**Things to do**
a - According to the database design thread, why would a joint primary key of state_id and country_id on the states table stop France from ending up with California as a state?
b - Reproduce, word for word, the passage of the database design thread that opens with the words containing "Normalization is all" and closes with "data you want?".
c - Name every column defined in the customers table in the database design thread.

**Selected text**
►

[Pdx-pm] (OT) Database design guru

Thu Jan 23 22:39:49 CST 2003

On Thursday January 23, 2003 18:45, Michael G Schwern wrote:
> On Thu, Jan 23, 2003 at 04:47:24PM -0800, Curtis Poe wrote:
> > I'm going nuts with a problem at work regarding a database
> > normalization problem.  I've been searching high and low for an
> > answer, but not luck so far.  On the off chance that anyone wants a
> > conundrum to chew on:
> >
> > http://www.perlmonks.org/index.pl?node_id=108949&user=Ovid
>
> Seperate out the state and country fields into a more abstract "address"
> table.  Technically this is denormalized, but its a nice logical
> breakdown and handily solves your problem.
>
> CREATE TABLE addresses (
>     id		INTEGER		NOT NULL PRIMARY KEY,
>     state	INTEGER		REFERENCES states,
>     country     INTEGER		REFERENCES countries
> );
>
> CREATE TABLE customers (
>     customer_id serial       NOT NULL PRIMARY KEY,
>     first_name  VARCHAR(50)  NOT NULL,
>     last_name   VARCHAR(100) NOT NULL,
>     address	INTEGER      REFERENCES addresses
> );

You get the same kinds of problems dealing with zip-codes.  New Zealand
doesn't have them if I remember correctly.  Makes it interesting to check 
input off of a web site.

Normalization is all very well and good, but I've found that aiming for 
simple, correct and fast SQL and other code often makes me denomalize 
things in odd ways.  What is it that normalization buys you here?  Are you 
trying to make it so that a simple JOIN will get all the data you want?

How you access the tables should drive the design.  What kind of actions do 
you need to do and in what ratio do you need to do them?

As to the second problem (France ending up with California as a state), I'm 
not sure how this could happen.  Are people entering this stuff without 
checks being done?   Michael's idea of a more abstract address should take 
care of this shouldn't it?  Or, you could make a joint primary key on the 
states table of the state_id and the country_id and then reference that as 
the foreign key. If you tried to insert (France,California), it would note 
that there wasn't any such state.

◄

**Supplied records**
►

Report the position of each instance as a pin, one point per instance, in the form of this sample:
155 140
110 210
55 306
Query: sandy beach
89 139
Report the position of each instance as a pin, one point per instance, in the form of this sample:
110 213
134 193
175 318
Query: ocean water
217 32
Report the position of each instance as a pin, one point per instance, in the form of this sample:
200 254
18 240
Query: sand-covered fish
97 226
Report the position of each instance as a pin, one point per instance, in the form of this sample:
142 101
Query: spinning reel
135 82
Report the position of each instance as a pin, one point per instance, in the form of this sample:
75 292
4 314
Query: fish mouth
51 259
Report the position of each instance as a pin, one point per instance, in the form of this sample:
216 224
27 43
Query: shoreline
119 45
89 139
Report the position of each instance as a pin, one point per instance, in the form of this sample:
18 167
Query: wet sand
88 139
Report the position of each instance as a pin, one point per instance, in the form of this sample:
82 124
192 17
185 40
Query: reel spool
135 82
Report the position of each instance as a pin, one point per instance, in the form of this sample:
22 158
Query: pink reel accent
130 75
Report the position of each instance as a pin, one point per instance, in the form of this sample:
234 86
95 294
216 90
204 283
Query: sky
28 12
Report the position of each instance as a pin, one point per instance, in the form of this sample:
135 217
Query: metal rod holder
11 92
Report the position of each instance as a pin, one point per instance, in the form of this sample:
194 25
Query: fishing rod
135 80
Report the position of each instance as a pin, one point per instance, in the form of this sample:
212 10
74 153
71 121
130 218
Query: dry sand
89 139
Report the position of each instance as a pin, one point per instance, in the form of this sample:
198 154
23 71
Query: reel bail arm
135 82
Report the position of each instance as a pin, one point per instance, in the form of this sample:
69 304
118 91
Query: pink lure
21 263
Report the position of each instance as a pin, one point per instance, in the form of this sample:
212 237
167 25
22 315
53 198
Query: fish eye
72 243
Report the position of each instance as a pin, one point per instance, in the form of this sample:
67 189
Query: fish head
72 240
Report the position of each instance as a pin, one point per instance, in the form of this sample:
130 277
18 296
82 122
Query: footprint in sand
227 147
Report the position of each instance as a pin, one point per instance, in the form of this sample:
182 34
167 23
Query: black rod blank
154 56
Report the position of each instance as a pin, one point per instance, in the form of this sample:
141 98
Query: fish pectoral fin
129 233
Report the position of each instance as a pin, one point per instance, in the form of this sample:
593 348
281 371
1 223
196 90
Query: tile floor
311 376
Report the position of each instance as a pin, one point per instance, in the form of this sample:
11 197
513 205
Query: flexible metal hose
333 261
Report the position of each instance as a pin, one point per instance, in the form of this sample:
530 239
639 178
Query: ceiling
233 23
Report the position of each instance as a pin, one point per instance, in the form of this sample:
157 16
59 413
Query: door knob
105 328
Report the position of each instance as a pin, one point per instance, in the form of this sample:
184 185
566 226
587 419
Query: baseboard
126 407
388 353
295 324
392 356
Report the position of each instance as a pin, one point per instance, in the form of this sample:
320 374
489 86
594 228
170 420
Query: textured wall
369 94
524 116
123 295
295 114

◄

**Replies**
a - With that joint key referenced as the foreign key, a state is recorded only together with its country. An attempt to insert (France, California) would fail because no such state exists.

b -
Normalization is all very well and good, but I've found that aiming for 
simple, correct and fast SQL and other code often makes me denomalize 
things in odd ways.  What is it that normalization buys you here?  Are you 
trying to make it so that a simple JOIN will get all the data you want?

c - customer_id, first_name, last_name, address